> _WHAT IS NEEDED_:
Output, with no changes, the span of lines that opens with the line containing "Target: wicker basket" and closes with the last line.

__________

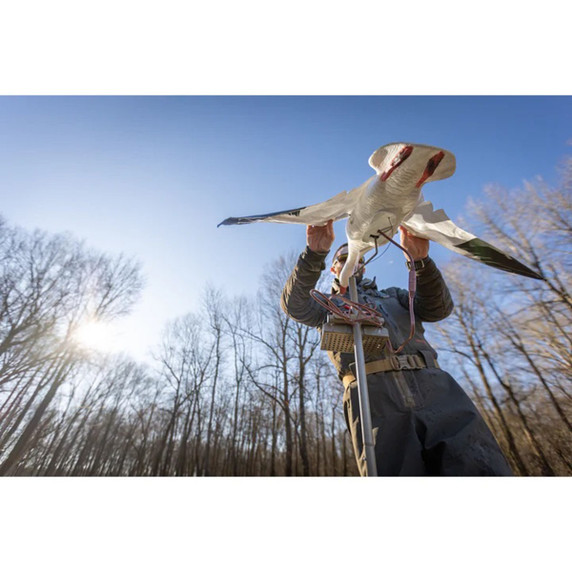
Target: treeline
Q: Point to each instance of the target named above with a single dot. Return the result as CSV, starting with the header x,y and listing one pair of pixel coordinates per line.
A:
x,y
236,388
509,340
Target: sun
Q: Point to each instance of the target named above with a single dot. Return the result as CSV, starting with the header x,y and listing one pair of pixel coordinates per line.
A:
x,y
96,335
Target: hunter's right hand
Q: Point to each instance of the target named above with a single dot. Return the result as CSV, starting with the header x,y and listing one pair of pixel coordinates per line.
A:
x,y
320,238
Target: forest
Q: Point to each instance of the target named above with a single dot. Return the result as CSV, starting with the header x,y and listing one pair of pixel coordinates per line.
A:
x,y
239,389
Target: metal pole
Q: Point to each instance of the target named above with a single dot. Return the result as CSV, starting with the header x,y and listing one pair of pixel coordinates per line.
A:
x,y
363,394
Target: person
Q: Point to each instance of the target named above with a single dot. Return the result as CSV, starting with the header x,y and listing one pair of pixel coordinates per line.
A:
x,y
423,422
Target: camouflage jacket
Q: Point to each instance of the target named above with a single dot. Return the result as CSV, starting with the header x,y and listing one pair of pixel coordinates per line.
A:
x,y
432,303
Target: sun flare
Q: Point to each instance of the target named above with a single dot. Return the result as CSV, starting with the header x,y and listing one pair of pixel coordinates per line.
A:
x,y
96,335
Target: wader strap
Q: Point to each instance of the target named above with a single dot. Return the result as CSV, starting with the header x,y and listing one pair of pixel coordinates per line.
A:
x,y
394,363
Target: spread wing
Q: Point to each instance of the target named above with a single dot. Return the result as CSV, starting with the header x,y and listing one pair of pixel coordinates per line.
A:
x,y
336,208
437,226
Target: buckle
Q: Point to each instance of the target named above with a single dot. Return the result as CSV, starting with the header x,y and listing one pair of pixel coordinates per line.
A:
x,y
407,361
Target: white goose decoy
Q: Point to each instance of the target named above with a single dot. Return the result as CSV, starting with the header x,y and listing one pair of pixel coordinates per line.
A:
x,y
392,197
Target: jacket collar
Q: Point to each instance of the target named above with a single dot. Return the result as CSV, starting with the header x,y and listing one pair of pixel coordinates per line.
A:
x,y
362,284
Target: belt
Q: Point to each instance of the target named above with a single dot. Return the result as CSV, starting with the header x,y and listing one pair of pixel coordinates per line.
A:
x,y
393,363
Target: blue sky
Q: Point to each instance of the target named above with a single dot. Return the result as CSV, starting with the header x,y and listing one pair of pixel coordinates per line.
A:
x,y
152,176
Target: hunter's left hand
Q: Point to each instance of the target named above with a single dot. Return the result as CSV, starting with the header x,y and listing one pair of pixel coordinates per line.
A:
x,y
417,247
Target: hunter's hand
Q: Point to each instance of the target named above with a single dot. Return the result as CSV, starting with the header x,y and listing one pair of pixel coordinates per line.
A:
x,y
320,238
417,247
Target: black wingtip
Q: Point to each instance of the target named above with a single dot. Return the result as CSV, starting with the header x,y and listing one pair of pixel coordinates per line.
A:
x,y
492,256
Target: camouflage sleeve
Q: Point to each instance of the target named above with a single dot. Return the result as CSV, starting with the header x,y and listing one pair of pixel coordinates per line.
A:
x,y
433,300
296,300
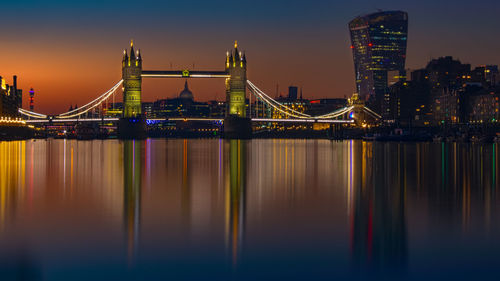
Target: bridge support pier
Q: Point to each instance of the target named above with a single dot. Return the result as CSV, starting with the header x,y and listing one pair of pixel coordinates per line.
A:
x,y
132,128
237,127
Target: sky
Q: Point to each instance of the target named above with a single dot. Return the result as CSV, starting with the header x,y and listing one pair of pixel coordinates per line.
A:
x,y
70,51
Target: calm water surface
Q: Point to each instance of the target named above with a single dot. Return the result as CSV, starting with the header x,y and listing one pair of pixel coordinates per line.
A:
x,y
248,210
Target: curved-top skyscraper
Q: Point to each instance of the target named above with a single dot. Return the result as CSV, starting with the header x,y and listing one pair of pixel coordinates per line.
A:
x,y
378,43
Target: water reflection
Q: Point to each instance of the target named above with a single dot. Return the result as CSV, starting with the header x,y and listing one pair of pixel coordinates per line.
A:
x,y
236,199
379,235
132,188
259,209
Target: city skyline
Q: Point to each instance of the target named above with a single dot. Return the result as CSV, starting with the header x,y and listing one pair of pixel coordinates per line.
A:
x,y
283,48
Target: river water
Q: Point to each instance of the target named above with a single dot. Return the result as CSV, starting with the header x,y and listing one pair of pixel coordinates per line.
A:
x,y
248,210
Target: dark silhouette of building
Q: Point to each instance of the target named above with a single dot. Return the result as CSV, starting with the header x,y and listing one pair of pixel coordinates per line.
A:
x,y
11,98
378,43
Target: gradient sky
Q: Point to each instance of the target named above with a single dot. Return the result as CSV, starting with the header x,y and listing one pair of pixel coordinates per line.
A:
x,y
70,51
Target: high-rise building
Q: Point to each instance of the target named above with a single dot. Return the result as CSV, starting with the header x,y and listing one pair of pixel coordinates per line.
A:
x,y
378,43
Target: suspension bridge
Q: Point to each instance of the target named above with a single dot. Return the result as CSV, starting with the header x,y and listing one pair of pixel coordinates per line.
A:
x,y
132,123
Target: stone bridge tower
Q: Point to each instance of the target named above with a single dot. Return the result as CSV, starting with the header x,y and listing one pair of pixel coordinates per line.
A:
x,y
236,123
132,80
132,124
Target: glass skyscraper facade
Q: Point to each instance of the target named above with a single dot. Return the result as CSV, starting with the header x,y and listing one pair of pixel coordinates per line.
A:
x,y
378,43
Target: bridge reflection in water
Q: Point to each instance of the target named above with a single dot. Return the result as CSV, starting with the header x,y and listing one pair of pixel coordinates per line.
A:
x,y
132,189
258,209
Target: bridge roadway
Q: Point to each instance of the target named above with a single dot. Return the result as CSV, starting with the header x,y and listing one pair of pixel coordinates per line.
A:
x,y
73,120
184,74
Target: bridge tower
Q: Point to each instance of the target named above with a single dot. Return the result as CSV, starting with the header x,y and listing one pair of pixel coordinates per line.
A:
x,y
132,124
236,123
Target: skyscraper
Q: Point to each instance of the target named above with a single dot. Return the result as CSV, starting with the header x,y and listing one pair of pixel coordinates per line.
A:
x,y
378,43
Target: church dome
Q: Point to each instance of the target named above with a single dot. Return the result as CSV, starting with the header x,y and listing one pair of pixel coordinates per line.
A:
x,y
186,93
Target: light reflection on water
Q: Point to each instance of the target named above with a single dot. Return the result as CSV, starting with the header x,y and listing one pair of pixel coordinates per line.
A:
x,y
260,209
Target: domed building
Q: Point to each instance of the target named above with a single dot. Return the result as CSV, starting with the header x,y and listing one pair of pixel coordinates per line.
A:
x,y
186,94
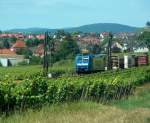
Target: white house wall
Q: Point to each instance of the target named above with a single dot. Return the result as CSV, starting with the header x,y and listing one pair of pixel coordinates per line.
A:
x,y
4,62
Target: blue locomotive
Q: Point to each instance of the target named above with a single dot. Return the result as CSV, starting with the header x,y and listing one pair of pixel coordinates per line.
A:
x,y
90,63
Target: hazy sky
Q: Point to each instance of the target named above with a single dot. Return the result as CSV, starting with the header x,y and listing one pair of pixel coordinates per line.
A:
x,y
70,13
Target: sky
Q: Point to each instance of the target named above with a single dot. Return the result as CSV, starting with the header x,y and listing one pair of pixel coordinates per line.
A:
x,y
72,13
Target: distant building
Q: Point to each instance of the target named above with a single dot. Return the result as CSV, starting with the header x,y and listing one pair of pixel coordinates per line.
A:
x,y
116,47
141,50
10,58
39,51
18,45
40,37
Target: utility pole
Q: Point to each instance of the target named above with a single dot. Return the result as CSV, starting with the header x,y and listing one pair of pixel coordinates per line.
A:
x,y
45,61
109,60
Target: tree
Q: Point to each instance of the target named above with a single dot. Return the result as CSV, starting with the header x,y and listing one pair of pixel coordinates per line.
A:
x,y
145,38
6,44
148,23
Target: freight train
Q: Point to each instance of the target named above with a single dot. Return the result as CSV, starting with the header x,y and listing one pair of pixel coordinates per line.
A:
x,y
86,63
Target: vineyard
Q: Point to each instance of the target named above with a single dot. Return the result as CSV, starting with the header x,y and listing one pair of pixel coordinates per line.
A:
x,y
29,89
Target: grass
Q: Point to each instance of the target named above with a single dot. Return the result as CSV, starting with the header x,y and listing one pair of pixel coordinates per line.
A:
x,y
136,109
141,99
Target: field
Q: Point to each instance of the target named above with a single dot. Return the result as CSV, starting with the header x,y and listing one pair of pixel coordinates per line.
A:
x,y
136,109
112,96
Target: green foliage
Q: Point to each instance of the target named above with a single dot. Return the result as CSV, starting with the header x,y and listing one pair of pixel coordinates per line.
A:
x,y
23,63
66,49
145,38
35,60
36,90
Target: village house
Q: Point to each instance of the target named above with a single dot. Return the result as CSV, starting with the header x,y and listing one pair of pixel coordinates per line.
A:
x,y
40,37
90,40
18,45
39,51
141,50
10,58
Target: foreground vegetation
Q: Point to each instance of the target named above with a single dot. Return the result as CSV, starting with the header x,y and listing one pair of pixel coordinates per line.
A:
x,y
136,109
35,90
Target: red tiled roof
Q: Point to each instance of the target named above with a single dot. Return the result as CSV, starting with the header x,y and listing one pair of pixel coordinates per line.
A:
x,y
19,44
39,51
7,51
40,37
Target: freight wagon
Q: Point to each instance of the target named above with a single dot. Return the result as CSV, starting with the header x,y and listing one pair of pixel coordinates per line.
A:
x,y
91,63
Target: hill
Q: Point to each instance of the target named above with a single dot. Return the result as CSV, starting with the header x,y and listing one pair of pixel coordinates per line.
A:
x,y
99,27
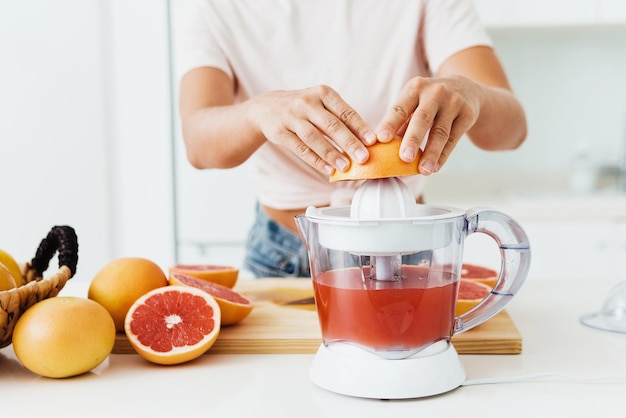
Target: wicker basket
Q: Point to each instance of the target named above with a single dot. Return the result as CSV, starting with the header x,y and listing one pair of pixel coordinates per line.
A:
x,y
35,287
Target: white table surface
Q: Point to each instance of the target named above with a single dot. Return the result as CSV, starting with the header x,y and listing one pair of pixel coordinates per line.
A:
x,y
546,312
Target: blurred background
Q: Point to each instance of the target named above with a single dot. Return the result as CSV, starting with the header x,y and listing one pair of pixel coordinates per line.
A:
x,y
89,137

__________

> _ANSWER BELOW_:
Target: wicker basket
Q: Point to each instance of the target named above with a single dot. Return the result as CSV, starting with the header x,y and listing one pair of pixel coordinates per line.
A:
x,y
35,287
Target: white table surface
Q: Point to each instance of the target named above with a single dot. Return the result as CSV, starting with the header x,y and listing one pair of pixel coordinates per line.
A:
x,y
546,312
Target: blurred background
Q: Point to each instance of the target named above with a single dot. Return the result as CSV, starting with the header x,y and listing one pair of pixel coordinates per line.
A:
x,y
89,137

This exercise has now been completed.